◆ Recorded information ◆
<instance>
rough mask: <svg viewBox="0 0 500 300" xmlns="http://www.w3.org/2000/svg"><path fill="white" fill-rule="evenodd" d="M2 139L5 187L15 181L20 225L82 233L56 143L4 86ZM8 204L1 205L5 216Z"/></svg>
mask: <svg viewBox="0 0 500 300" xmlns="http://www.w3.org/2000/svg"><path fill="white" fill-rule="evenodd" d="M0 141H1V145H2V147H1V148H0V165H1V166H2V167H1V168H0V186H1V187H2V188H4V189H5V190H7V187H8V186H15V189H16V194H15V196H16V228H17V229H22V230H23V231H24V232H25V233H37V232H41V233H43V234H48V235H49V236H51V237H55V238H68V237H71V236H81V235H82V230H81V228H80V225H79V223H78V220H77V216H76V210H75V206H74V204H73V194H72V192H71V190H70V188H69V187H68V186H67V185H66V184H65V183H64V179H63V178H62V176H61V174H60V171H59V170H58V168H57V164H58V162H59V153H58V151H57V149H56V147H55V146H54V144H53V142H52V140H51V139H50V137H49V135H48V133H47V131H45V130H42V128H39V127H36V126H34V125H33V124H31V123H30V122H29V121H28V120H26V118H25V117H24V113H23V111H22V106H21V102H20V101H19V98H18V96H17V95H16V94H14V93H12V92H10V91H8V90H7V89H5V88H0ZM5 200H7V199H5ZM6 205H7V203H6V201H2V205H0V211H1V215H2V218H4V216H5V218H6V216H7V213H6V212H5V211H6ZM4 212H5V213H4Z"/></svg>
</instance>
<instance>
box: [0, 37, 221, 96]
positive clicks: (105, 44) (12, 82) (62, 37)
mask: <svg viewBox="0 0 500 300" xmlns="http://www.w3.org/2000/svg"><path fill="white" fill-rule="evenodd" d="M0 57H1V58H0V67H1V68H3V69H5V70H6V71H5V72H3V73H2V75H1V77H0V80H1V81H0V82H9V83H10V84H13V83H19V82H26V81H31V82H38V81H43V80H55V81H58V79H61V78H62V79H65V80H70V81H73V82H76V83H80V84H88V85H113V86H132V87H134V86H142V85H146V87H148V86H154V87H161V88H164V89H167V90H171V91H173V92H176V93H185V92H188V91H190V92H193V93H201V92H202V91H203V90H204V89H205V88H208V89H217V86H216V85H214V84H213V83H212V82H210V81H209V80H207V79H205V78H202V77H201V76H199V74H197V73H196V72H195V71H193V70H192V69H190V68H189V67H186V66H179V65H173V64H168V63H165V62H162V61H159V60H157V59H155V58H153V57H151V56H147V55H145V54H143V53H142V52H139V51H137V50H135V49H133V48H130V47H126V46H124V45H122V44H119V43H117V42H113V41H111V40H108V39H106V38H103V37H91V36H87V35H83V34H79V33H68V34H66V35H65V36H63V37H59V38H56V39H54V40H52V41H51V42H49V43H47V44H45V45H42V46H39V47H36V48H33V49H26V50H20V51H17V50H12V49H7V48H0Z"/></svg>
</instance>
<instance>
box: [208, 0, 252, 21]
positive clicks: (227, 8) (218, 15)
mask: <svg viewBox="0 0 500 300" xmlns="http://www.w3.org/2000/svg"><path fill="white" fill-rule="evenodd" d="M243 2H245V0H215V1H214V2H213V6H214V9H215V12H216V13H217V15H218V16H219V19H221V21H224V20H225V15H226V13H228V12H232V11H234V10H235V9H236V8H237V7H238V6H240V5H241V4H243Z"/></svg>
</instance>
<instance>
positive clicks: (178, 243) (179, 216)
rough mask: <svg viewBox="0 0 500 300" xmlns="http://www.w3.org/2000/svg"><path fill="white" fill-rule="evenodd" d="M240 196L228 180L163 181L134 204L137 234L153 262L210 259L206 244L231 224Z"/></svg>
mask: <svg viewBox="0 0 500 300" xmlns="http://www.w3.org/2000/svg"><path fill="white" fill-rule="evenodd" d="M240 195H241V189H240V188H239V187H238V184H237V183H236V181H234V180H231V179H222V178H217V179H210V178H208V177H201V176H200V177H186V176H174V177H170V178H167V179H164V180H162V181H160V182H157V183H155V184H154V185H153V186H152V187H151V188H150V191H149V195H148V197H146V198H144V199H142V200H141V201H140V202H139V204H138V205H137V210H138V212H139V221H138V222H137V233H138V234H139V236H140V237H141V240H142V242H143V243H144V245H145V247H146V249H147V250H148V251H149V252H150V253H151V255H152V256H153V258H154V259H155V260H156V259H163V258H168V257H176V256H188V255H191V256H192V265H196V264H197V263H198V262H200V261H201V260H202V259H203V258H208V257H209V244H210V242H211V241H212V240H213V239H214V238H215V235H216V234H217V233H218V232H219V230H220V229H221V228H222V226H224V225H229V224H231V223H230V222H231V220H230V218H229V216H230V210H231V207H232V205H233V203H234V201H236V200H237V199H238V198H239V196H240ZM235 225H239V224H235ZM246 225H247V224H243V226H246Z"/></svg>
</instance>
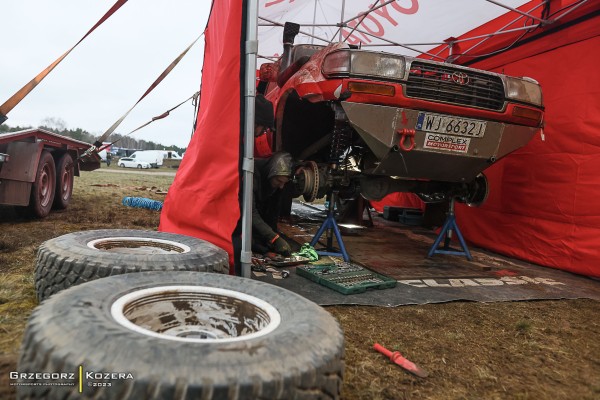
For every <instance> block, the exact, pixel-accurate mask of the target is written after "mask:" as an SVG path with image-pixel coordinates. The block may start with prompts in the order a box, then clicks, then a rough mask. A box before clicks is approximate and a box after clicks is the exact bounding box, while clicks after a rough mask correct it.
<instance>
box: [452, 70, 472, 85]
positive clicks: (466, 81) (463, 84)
mask: <svg viewBox="0 0 600 400" xmlns="http://www.w3.org/2000/svg"><path fill="white" fill-rule="evenodd" d="M452 82H454V83H456V84H457V85H468V84H469V75H467V74H465V73H464V72H458V71H457V72H455V73H453V74H452Z"/></svg>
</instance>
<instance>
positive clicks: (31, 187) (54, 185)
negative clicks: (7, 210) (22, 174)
mask: <svg viewBox="0 0 600 400" xmlns="http://www.w3.org/2000/svg"><path fill="white" fill-rule="evenodd" d="M55 189H56V166H55V165H54V158H52V155H51V154H50V153H49V152H48V151H46V150H43V151H42V154H41V155H40V161H39V163H38V169H37V172H36V174H35V181H34V182H33V185H32V186H31V195H30V196H29V205H28V206H27V207H21V208H20V209H18V210H17V211H18V214H19V215H23V216H34V217H38V218H44V217H46V216H47V215H48V214H49V213H50V210H51V209H52V203H53V202H54V192H55Z"/></svg>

◆ Exercise goal ◆
Revise all of the lines above so that every "rough mask" reads "coarse mask" and nothing else changes. Omit the pictures from your output.

◆ Solution for this task ◆
<instance>
coarse mask: <svg viewBox="0 0 500 300" xmlns="http://www.w3.org/2000/svg"><path fill="white" fill-rule="evenodd" d="M2 139L5 187L15 181L20 225L82 233L56 143L4 86ZM8 204L1 205L5 216Z"/></svg>
mask: <svg viewBox="0 0 500 300" xmlns="http://www.w3.org/2000/svg"><path fill="white" fill-rule="evenodd" d="M0 141H1V145H2V147H1V148H0V165H1V166H2V167H1V168H0V186H1V187H2V188H4V189H5V190H7V187H8V186H15V189H16V194H15V196H16V228H17V229H22V230H23V231H24V232H25V233H37V232H41V233H43V234H48V235H49V236H51V237H55V238H68V237H71V236H81V235H82V230H81V228H80V225H79V223H78V220H77V216H76V210H75V206H74V204H73V194H72V192H71V190H70V188H69V187H68V186H67V185H66V184H65V183H64V179H63V178H62V176H61V174H60V171H59V170H58V168H57V164H58V162H59V153H58V151H57V149H56V147H55V146H54V144H53V142H52V140H51V139H50V137H49V135H48V133H47V131H45V130H42V128H39V127H36V126H34V125H33V124H31V123H30V122H29V121H28V120H26V118H25V117H24V113H23V111H22V106H21V102H20V101H19V98H18V96H17V95H16V94H14V93H12V92H10V91H8V90H7V89H5V88H0ZM5 200H7V199H5ZM6 205H7V203H6V201H2V205H0V211H1V215H2V218H4V216H5V218H6V216H7V213H6V212H5V211H6ZM4 212H5V213H4Z"/></svg>
</instance>
<instance>
box: [0, 37, 221, 96]
positive clicks: (105, 44) (12, 82) (62, 37)
mask: <svg viewBox="0 0 500 300" xmlns="http://www.w3.org/2000/svg"><path fill="white" fill-rule="evenodd" d="M0 57H1V58H0V67H1V68H3V69H5V70H6V71H5V72H3V73H2V75H1V77H0V80H1V81H0V82H9V83H10V84H13V83H19V82H26V81H31V82H38V81H43V80H55V81H58V79H61V78H62V79H65V80H70V81H73V82H76V83H80V84H88V85H113V86H132V87H134V86H142V85H146V87H148V86H154V87H161V88H164V89H167V90H171V91H173V92H176V93H185V92H188V91H190V92H193V93H201V92H202V91H203V90H204V89H205V88H208V89H217V86H216V85H214V84H213V83H212V82H210V81H209V80H207V79H205V78H202V77H201V76H199V74H197V73H196V72H195V71H193V70H192V69H190V68H189V67H186V66H179V65H173V64H168V63H165V62H162V61H159V60H157V59H155V58H153V57H151V56H147V55H145V54H143V53H142V52H139V51H137V50H135V49H133V48H130V47H126V46H124V45H122V44H119V43H117V42H113V41H111V40H108V39H106V38H103V37H91V36H87V35H83V34H79V33H68V34H66V35H65V36H63V37H59V38H56V39H54V40H52V41H51V42H49V43H47V44H45V45H42V46H39V47H36V48H33V49H26V50H20V51H17V50H12V49H7V48H0Z"/></svg>
</instance>
<instance>
box: [208, 0, 252, 21]
positive clicks: (227, 8) (218, 15)
mask: <svg viewBox="0 0 500 300" xmlns="http://www.w3.org/2000/svg"><path fill="white" fill-rule="evenodd" d="M243 2H245V0H215V1H214V2H213V6H214V9H215V12H216V13H217V15H218V16H219V19H221V21H224V20H225V15H226V13H228V12H232V11H234V10H235V9H236V8H237V7H238V6H240V5H241V4H243Z"/></svg>
</instance>
<instance>
positive clicks: (178, 243) (179, 216)
coarse mask: <svg viewBox="0 0 500 300" xmlns="http://www.w3.org/2000/svg"><path fill="white" fill-rule="evenodd" d="M240 196L228 180L163 181L134 204L137 234L153 262L210 259L206 244L231 224Z"/></svg>
mask: <svg viewBox="0 0 500 300" xmlns="http://www.w3.org/2000/svg"><path fill="white" fill-rule="evenodd" d="M240 195H241V189H240V188H239V187H238V184H237V183H236V181H234V180H231V179H222V178H217V179H210V178H208V177H201V176H200V177H186V176H174V177H170V178H167V179H164V180H162V181H160V182H157V183H155V184H154V185H153V186H152V187H151V188H150V191H149V195H148V197H146V198H144V199H142V200H141V201H140V202H139V204H138V205H137V210H138V212H139V221H138V222H137V233H138V234H139V236H140V237H141V240H142V242H143V243H144V245H145V247H146V249H147V250H148V251H149V252H150V253H151V255H152V256H153V258H154V259H155V260H156V259H163V258H168V257H176V256H188V255H191V256H192V265H196V264H197V263H198V262H200V261H201V260H202V259H203V258H208V257H209V244H210V242H211V241H212V240H213V239H214V238H215V235H216V234H217V233H218V232H219V230H220V229H221V228H222V226H224V225H229V224H231V223H230V222H231V220H230V218H229V216H230V210H231V207H232V205H233V203H234V201H236V200H237V199H238V198H239V196H240ZM235 225H239V224H235ZM246 225H247V224H243V226H246Z"/></svg>
</instance>
For every <instance> block, the exact, pixel-accurate mask of the target is written after "mask:" as an SVG path with image-pixel coordinates. The block may start with prompts in the order a box, then clicks, then a coarse mask. A box before clicks is approximate and a box after clicks is the exact bounding box, while clicks after a coarse mask correct it.
<instance>
box: [452, 70, 472, 85]
positive clicks: (466, 81) (463, 84)
mask: <svg viewBox="0 0 600 400" xmlns="http://www.w3.org/2000/svg"><path fill="white" fill-rule="evenodd" d="M452 82H454V83H456V84H457V85H468V84H469V75H467V74H465V73H464V72H458V71H457V72H455V73H453V74H452Z"/></svg>
</instance>
<instance>
positive clicks: (31, 187) (54, 185)
negative clicks: (7, 210) (22, 174)
mask: <svg viewBox="0 0 600 400" xmlns="http://www.w3.org/2000/svg"><path fill="white" fill-rule="evenodd" d="M55 189H56V166H55V165H54V158H52V155H51V154H50V153H49V152H48V151H46V150H43V151H42V154H41V155H40V161H39V163H38V169H37V172H36V174H35V181H34V182H33V185H32V186H31V195H30V196H29V205H28V206H27V207H21V208H20V209H18V210H17V211H18V214H19V215H23V216H34V217H38V218H44V217H46V216H47V215H48V214H49V213H50V210H51V209H52V203H53V202H54V192H55Z"/></svg>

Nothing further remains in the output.